◆ **Extracted entries**
## Begin
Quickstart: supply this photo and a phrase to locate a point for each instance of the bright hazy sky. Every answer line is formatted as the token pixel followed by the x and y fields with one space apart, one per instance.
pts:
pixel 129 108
## End
## Begin
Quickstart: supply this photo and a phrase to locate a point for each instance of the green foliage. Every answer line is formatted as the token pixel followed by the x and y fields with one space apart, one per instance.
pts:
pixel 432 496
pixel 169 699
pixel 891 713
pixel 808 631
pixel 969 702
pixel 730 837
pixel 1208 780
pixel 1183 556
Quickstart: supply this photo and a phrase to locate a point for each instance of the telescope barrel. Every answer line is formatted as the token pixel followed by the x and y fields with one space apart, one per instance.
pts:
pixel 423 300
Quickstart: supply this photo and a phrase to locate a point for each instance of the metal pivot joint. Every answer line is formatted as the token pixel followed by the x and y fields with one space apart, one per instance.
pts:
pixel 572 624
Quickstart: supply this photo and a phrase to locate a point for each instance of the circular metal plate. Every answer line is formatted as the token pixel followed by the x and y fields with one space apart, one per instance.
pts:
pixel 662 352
## End
◆ **Problem requirements**
Please revise the lines from the one containing "of the bright" through the one containing "pixel 129 108", inclusive, replacing "bright hazy sky" with "pale overcast sky". Return only those lines, with everything else unchanged.

◆ **Finished task**
Quickstart: supply this photo and a phrase to locate a point for each instance of the pale overcast sky. Every answer line is formatted as the token pixel followed by the x and y fields with one space apart, one per instance.
pts:
pixel 129 108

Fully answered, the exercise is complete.